--- Page excerpt Enclosed Below ---
News - Afghanistan
Turkey's coastguard intercepted dozens of migrants at sea on Saturday as they continued to attempt perilous sea crossings to Greece despite Turkey's efforts to stem the flow under a deal with the European Union.
Reuters reported that a group of 51 people from ten different countries including Cuba, South Africa, Afghanistan, Myanmar and Iran were taken to a repatriation center after being ushered to safety, the Turkish coastguard said.
"I am coming from Cuba for here. I am originally (from) Cuba. But I get to Nigeria for here. My mother is in Spain now," one of the migrants, Ari, said.
This comes after at least five migrants drowned after a boat carrying Afghan and Iranian migrants to the Greek island of Lesbos sank off the coast of Turkey last Wednesday, Turkey's state-run Anatolian Agency reported.
The Turkish Coast Guard, using speedboats, rescued nine people and recovered five bodies, including a baby, in the Aegean Sea near the town of Ayvacik, it said.
Three of the rescued migrants suffering from dehydration were admitted to hospital.
Rescue work was underway for two migrants who were reportedly missing.
Under the draft deal struck on Monday, Turkey agreed to take back all irregular migrants in exchange for more funding, an earlier introduction of visa-free travel to Europe for Turks, and a speeding up of Ankara's long-stalled EU membership talks.
--- End of Enclosed Page excerpt ---
Required action A — According to the news report, how many people did the Turkish coastguard take to a repatriation center?
Required action B — Please rewrite the news report starting with "The Turkish Coast Guard, using" and going on through "were reportedly missing.", and swap "speedboats" for "patrol boats".
The items are separate material, unrelated to the news report.
--- Record set Enclosed Below ---
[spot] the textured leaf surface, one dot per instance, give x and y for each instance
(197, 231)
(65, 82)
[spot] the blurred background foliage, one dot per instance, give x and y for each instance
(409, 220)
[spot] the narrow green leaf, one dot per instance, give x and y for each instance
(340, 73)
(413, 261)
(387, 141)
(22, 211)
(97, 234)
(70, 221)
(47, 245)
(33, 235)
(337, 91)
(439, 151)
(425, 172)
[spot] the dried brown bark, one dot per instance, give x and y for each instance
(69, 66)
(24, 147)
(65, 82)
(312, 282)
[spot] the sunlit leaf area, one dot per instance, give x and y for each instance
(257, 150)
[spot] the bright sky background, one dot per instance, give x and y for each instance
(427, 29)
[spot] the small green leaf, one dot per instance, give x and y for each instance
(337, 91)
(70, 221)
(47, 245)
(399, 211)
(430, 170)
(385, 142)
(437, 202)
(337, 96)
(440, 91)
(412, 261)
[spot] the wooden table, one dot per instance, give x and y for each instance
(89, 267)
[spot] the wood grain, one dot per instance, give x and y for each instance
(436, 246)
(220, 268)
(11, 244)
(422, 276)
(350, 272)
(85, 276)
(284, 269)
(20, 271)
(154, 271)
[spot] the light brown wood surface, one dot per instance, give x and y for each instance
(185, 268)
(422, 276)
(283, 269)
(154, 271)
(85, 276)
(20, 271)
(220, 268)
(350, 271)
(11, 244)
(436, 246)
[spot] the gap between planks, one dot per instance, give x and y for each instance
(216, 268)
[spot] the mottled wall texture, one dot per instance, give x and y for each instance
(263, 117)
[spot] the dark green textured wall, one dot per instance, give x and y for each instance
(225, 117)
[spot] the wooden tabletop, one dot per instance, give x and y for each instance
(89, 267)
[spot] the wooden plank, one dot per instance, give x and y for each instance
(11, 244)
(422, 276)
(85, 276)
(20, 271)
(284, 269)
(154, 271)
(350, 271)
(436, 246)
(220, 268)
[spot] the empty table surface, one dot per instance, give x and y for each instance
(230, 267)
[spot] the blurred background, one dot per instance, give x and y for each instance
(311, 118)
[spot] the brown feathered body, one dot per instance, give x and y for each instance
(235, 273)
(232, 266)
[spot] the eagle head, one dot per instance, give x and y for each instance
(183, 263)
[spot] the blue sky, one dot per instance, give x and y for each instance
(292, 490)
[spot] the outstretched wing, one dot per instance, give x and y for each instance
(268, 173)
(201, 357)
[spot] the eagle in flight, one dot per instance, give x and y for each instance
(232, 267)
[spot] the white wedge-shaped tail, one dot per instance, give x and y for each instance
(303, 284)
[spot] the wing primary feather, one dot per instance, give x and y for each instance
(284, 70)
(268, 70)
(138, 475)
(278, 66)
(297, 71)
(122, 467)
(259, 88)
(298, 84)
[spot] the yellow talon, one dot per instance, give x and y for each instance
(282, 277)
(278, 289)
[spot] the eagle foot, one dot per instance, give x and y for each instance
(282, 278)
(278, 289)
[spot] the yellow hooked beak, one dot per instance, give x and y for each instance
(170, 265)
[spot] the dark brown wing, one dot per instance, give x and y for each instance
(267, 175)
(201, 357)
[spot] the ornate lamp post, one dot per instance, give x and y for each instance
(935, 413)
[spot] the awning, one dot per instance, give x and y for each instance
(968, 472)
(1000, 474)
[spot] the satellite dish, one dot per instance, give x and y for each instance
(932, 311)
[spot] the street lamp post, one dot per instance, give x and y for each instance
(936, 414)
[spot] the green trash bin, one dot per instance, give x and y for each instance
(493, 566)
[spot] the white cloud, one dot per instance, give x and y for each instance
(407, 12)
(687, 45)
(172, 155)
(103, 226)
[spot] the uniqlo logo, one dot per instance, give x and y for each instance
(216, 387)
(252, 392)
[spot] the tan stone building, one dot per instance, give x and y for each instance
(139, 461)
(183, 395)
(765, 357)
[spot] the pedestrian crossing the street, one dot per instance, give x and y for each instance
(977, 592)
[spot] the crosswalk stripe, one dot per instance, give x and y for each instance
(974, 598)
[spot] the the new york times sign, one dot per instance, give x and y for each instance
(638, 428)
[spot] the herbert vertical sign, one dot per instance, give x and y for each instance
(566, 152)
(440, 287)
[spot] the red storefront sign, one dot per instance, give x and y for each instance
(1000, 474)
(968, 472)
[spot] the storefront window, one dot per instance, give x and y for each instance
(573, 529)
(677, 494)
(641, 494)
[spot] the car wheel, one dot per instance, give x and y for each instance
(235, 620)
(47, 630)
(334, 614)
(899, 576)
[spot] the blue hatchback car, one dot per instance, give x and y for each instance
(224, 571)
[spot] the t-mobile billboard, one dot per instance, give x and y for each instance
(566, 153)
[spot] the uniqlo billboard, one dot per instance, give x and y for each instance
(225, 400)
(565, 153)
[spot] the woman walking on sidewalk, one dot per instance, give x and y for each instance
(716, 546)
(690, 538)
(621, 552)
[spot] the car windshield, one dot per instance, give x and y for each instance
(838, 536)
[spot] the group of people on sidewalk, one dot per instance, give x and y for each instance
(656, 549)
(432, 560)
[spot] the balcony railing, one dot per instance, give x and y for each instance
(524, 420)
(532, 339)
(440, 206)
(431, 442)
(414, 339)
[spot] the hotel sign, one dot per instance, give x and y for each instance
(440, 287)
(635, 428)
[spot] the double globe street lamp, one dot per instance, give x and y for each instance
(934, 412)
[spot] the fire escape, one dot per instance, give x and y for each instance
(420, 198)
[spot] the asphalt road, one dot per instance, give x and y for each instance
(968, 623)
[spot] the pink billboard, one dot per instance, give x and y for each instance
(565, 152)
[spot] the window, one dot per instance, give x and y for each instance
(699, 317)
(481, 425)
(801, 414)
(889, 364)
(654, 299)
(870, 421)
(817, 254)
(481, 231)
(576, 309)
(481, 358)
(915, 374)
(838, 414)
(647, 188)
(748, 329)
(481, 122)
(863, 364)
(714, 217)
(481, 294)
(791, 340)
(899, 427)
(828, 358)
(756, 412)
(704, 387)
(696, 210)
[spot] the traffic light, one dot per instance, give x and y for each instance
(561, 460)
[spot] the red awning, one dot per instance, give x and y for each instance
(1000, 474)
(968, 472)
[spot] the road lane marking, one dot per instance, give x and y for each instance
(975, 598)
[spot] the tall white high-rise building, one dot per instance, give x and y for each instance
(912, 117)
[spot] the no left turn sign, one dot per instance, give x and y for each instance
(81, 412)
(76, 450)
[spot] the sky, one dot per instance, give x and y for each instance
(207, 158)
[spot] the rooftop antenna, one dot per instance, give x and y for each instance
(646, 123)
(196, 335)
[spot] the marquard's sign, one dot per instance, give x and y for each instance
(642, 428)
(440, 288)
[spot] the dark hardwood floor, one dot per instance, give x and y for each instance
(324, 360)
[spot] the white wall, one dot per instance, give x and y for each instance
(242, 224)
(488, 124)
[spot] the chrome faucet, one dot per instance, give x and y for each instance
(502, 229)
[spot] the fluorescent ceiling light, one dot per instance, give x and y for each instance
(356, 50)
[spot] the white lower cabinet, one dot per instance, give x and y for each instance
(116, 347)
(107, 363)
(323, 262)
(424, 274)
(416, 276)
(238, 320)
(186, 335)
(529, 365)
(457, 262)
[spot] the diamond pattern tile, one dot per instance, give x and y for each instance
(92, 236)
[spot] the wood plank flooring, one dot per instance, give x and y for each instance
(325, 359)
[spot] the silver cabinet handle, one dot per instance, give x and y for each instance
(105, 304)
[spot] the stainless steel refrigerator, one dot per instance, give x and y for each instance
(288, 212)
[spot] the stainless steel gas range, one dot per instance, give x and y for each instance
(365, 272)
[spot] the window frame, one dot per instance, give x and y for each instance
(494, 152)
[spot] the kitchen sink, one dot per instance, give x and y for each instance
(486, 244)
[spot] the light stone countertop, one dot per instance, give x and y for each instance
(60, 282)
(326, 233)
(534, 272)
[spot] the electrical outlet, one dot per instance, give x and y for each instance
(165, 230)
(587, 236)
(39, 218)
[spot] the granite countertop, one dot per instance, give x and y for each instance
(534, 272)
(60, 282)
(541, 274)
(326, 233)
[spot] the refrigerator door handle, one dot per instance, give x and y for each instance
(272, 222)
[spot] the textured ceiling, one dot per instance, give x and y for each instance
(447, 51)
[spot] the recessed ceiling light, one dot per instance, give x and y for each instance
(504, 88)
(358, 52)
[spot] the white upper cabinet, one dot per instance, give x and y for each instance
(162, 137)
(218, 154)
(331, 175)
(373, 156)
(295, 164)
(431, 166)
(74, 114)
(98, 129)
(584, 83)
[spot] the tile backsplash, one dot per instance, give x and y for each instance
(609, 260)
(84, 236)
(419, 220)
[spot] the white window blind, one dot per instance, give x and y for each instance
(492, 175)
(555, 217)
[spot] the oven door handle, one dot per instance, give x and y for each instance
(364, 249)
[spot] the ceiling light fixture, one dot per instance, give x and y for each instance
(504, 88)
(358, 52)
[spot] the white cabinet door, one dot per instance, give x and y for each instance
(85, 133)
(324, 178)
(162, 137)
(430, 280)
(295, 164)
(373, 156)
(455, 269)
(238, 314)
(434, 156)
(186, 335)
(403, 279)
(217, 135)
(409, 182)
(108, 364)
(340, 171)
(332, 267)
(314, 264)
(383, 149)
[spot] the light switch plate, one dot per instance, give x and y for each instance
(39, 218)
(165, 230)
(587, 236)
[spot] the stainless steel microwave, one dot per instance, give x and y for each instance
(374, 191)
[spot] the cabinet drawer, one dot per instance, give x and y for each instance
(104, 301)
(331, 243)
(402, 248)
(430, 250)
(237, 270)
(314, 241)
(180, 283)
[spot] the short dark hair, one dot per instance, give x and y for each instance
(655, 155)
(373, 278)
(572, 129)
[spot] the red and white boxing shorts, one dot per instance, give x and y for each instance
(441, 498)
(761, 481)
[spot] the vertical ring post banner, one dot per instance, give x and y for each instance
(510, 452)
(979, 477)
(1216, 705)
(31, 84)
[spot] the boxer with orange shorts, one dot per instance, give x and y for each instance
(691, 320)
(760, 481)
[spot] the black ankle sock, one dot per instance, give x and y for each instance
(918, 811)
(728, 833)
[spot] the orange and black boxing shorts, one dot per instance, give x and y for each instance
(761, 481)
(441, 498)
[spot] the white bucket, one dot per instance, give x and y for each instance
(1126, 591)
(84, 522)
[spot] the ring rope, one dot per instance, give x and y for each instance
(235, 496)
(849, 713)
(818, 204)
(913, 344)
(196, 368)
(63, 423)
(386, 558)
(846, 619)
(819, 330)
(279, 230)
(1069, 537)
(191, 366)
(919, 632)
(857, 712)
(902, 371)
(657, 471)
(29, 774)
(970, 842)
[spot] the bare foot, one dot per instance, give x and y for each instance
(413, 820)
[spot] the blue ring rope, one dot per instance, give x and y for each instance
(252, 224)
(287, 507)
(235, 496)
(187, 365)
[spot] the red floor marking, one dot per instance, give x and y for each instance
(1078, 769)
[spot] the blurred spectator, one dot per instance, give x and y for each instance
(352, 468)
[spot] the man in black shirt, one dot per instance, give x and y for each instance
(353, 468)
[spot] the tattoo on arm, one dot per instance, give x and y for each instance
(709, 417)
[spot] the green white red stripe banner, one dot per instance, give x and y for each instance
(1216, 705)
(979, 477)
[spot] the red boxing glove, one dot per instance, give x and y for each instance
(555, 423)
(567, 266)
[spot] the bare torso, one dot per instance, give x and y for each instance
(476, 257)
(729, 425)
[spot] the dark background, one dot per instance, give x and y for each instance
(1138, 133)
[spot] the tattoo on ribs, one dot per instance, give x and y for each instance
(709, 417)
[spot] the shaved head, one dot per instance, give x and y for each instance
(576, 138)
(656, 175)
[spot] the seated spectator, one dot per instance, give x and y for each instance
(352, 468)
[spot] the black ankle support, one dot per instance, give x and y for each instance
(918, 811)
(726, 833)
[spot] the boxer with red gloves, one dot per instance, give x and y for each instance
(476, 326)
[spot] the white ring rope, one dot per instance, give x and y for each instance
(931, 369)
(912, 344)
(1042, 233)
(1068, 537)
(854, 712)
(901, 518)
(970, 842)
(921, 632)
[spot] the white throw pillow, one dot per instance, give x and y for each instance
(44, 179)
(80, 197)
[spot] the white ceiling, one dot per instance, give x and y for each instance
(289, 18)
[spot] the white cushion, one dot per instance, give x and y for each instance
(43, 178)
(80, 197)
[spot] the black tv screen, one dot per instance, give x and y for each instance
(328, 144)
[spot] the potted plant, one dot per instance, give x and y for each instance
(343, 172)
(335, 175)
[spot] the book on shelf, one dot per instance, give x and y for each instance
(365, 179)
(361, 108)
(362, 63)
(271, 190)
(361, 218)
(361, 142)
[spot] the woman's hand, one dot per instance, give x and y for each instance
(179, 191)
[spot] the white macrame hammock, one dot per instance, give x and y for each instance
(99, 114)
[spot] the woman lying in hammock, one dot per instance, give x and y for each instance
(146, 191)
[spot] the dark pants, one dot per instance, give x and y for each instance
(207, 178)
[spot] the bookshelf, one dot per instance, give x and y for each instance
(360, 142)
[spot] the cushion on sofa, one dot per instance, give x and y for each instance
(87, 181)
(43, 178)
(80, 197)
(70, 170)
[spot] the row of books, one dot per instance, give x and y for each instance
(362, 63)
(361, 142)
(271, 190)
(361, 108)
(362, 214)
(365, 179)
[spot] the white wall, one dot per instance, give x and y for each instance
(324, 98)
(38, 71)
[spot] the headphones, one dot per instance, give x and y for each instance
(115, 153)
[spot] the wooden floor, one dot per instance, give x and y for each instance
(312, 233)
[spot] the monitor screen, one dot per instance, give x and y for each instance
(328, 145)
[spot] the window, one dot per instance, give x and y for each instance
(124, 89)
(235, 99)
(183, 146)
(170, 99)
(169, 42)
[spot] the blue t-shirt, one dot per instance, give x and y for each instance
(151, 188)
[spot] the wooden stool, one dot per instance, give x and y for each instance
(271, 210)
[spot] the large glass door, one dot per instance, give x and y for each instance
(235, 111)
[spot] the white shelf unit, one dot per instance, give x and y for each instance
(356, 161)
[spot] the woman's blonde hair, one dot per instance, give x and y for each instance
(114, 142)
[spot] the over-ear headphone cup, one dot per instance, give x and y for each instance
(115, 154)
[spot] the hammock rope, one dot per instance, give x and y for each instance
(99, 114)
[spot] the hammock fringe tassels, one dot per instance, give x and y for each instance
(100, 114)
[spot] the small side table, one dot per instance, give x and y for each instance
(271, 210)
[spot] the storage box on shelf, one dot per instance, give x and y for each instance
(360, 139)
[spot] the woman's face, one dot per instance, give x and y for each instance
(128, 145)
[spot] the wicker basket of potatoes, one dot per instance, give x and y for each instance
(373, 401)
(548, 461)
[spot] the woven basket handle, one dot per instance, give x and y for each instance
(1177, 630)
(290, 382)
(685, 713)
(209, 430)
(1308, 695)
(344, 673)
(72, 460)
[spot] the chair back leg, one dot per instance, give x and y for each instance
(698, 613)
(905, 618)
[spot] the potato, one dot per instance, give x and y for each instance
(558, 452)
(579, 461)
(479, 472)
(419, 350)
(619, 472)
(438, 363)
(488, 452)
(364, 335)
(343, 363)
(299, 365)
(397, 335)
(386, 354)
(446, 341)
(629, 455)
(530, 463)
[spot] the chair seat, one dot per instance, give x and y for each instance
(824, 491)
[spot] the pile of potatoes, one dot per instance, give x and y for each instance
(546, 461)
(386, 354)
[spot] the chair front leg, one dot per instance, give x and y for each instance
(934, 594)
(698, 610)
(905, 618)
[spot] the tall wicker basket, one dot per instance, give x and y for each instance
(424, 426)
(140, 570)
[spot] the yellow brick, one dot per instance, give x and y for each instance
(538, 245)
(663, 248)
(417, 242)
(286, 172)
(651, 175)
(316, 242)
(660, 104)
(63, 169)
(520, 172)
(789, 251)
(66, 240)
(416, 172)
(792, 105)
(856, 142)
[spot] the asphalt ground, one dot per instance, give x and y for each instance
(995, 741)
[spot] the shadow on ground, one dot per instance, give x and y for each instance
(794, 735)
--- End of Enclosed Record set ---
Problem solution A — 51 people from ten different countries.

Problem solution B —
The Turkish Coast Guard, using patrol boats, rescued nine people and recovered five bodies, including a baby, in the Aegean Sea near the town of Ayvacik, it said.
Three of the rescued migrants suffering from dehydration were admitted to hospital.
Rescue work was underway for two migrants who were reportedly missing.